> _Given exercise A_
Return the part of the Benny–Allen feud post that begins at the words "Allen did not" and stops after "sort of started.", copied verbatim.
> _Given exercise B_
List every date in the Benny–Allen feud post that includes a day, a month, and a year.

> _Text block_
Sunday, 1 January 2023

Behind The Feud

“Fred Allen Forecasts 1937” reads a yellowed newspaper clipping of undermined origin. One of Fred’s prognostications simply states “Jack Benny will win the World-Telegram Radio Editors’ Poll.”

The gag here is Jack won the poll every year, so it’s not much of a prediction. (By the way, Allen guessed correctly).

Allen did not predict something else about Benny—that the two of them would begin a radio feud that pretty much lasted his entire life. The reason is simple—it had only sort of started.

The crack by Allen that set it off happened on December 30, 1936. When this column came out, Jack hadn’t responded and Allen hadn’t picked up on it.

The feud supposedly ended on March 1937, when the two made up on Benny’s show. But, as a reporter for the Boston Post editorialised, it was really too good to end permanently. To me, it got better with time. Let’s face it: does “You Wednesday night hawk” strike you as funny, let alone much of an insult? The original feud seems to have been full of weak name-calling and weird, one-shot characters that Allen invented to back up his insults. But audiences loved it.

We’ve reprinted two feature stories from the Post about the feud. The one below was the first in the series, from the March 21, 1937 edition. It comes from a picture taken of a scrapbook in the Allen archives in the Boston library. The newsprint is glue-stained, shot at an angle, with copy and photos in the page gutter (making the pictures unusuable). In fact, I am guessing at the words in one paragraph as they are out of focus and in the gutter.

> _Data section_
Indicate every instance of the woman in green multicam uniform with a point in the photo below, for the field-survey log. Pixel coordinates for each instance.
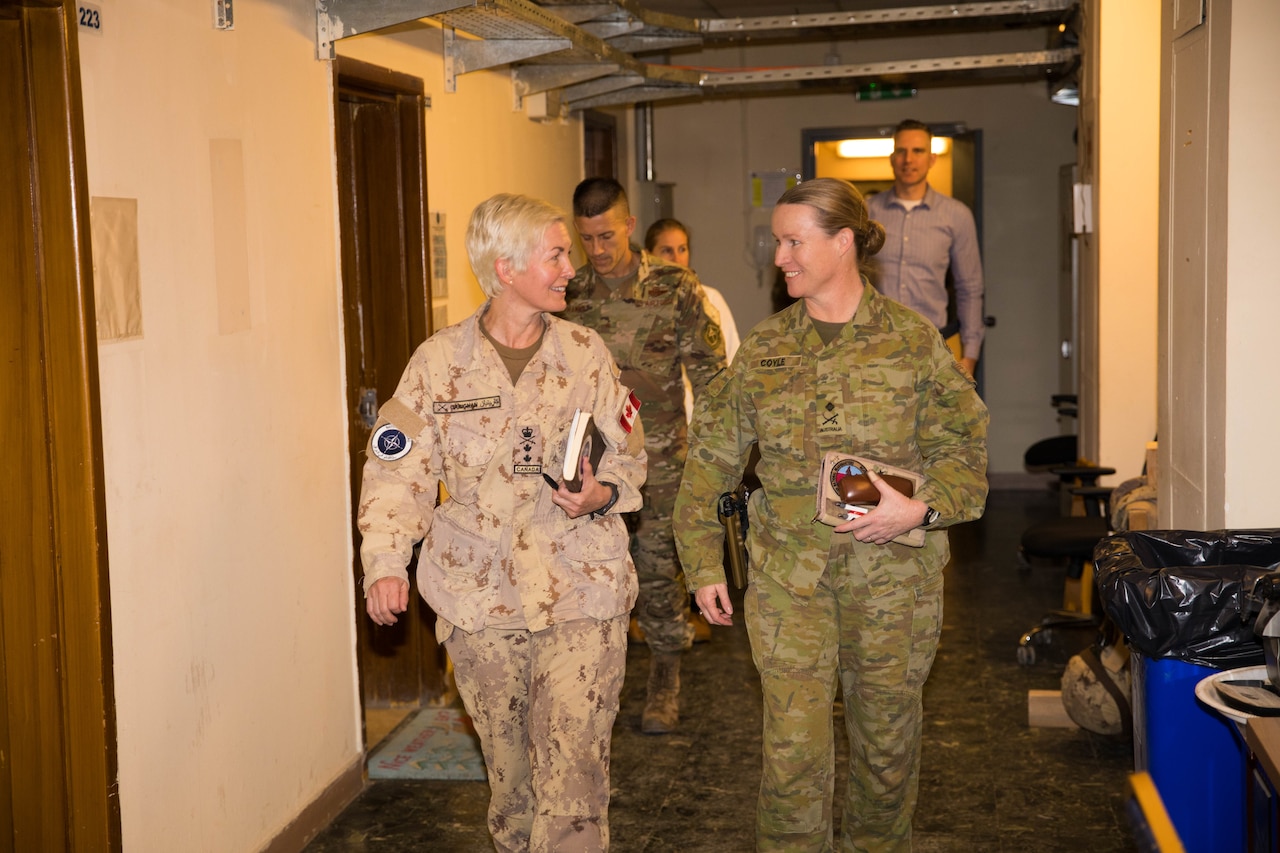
(842, 369)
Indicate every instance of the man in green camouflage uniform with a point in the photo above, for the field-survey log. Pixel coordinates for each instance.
(654, 318)
(844, 369)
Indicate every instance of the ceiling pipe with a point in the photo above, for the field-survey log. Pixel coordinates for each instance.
(644, 141)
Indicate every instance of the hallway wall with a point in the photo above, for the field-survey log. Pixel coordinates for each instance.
(224, 432)
(708, 150)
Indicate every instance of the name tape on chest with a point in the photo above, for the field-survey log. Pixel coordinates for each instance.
(780, 363)
(455, 406)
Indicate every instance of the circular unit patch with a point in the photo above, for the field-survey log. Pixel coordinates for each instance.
(391, 443)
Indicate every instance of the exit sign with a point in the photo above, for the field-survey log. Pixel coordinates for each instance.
(883, 91)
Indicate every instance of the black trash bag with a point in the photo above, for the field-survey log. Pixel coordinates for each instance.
(1185, 594)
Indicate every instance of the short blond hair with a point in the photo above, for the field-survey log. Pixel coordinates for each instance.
(839, 205)
(507, 226)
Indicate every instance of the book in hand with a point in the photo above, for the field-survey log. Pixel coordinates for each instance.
(845, 491)
(584, 442)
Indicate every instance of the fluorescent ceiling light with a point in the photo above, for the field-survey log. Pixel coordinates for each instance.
(882, 146)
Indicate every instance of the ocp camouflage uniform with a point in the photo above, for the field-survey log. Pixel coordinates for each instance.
(653, 327)
(821, 603)
(522, 593)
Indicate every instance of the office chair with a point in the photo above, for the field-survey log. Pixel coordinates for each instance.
(1072, 538)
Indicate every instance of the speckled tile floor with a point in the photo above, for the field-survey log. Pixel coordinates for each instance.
(988, 783)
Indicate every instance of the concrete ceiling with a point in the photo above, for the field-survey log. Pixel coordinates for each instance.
(577, 54)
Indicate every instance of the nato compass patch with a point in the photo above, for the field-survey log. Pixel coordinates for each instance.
(391, 443)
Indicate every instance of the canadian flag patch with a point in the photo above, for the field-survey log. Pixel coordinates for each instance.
(630, 409)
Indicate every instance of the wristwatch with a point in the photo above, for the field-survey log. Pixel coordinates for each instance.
(613, 498)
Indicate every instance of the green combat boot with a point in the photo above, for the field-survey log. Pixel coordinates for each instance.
(662, 703)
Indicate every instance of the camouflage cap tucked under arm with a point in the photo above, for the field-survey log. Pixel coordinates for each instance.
(886, 388)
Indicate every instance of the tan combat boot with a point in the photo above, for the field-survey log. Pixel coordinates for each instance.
(662, 703)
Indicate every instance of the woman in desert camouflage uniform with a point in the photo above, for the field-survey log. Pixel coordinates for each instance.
(531, 585)
(842, 369)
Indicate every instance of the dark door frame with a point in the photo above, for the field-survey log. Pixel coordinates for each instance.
(387, 306)
(59, 780)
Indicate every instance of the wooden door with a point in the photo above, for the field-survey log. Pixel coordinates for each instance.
(58, 772)
(382, 194)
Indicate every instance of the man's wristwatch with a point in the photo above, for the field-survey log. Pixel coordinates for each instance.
(613, 498)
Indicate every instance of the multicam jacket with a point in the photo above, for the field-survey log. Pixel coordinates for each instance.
(457, 419)
(886, 387)
(653, 328)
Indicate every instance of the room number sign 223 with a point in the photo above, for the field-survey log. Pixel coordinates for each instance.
(90, 17)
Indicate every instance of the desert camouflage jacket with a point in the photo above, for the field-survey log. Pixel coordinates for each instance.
(887, 387)
(652, 328)
(457, 419)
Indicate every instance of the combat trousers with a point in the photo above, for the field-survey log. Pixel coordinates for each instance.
(662, 606)
(543, 705)
(878, 637)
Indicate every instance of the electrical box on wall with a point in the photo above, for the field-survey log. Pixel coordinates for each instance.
(653, 201)
(224, 16)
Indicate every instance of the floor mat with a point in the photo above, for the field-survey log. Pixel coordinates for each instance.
(433, 743)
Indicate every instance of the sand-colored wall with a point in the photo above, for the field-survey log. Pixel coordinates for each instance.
(224, 424)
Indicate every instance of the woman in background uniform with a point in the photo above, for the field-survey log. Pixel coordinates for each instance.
(842, 369)
(531, 584)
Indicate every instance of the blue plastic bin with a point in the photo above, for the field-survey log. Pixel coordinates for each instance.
(1194, 756)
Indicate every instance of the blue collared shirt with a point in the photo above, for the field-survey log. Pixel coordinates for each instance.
(919, 246)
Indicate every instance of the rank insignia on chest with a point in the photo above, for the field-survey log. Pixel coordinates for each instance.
(528, 452)
(830, 418)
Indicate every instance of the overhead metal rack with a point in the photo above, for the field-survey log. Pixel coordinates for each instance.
(584, 53)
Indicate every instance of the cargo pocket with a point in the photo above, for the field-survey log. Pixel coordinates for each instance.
(458, 582)
(597, 555)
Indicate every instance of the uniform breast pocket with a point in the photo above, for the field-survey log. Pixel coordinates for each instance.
(466, 445)
(883, 398)
(781, 409)
(654, 346)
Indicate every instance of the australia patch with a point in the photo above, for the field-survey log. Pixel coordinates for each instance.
(391, 443)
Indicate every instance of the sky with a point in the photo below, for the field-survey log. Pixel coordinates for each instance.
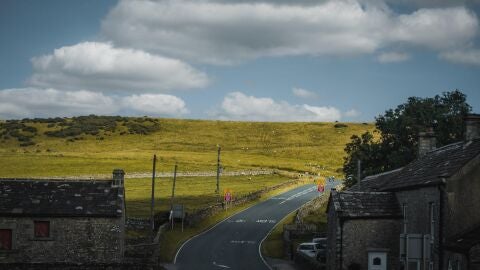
(249, 60)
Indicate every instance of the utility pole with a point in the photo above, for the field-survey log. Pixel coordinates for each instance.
(152, 205)
(359, 173)
(173, 187)
(218, 170)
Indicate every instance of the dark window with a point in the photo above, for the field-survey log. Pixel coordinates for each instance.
(42, 229)
(5, 239)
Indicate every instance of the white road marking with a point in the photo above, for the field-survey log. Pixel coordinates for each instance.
(296, 195)
(237, 221)
(241, 242)
(220, 265)
(271, 221)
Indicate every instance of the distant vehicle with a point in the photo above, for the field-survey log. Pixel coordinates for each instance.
(322, 252)
(320, 240)
(309, 249)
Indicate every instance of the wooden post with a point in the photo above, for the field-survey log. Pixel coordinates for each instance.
(152, 205)
(173, 194)
(173, 187)
(218, 170)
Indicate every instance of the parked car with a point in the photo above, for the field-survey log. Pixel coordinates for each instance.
(309, 249)
(322, 252)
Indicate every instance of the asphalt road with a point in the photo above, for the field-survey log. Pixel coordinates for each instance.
(235, 242)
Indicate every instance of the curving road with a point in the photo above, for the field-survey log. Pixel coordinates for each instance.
(235, 242)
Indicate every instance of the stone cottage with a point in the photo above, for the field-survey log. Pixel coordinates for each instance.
(437, 195)
(65, 222)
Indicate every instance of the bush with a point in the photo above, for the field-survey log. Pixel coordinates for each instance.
(28, 143)
(340, 125)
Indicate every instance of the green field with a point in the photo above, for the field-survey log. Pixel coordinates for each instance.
(193, 192)
(312, 147)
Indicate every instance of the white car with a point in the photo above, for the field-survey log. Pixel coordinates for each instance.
(309, 249)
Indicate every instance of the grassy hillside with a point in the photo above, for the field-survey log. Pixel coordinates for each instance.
(96, 145)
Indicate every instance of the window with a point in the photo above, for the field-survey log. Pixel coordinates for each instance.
(432, 221)
(5, 239)
(405, 220)
(42, 229)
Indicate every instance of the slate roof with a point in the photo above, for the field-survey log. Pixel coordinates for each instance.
(437, 164)
(366, 204)
(60, 198)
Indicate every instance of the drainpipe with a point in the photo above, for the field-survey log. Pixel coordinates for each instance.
(440, 224)
(341, 244)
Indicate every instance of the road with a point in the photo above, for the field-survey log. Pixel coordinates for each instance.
(235, 242)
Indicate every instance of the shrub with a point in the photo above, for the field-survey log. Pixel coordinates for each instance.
(340, 125)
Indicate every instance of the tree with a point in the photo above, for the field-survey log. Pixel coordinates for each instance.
(397, 129)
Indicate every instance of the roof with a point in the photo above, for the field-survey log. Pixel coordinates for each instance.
(374, 182)
(21, 197)
(366, 204)
(437, 164)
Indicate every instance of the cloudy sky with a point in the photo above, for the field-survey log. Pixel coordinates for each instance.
(265, 60)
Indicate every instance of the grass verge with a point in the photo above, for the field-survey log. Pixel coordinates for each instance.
(173, 239)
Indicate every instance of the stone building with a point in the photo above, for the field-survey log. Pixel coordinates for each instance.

> _Written response A_
Allen did not predict something else about Benny—that the two of them would begin a radio feud that pretty much lasted his entire life. The reason is simple—it had only sort of started.

> _Written response B_
- Sunday, 1 January 2023
- December 30, 1936
- March 21, 1937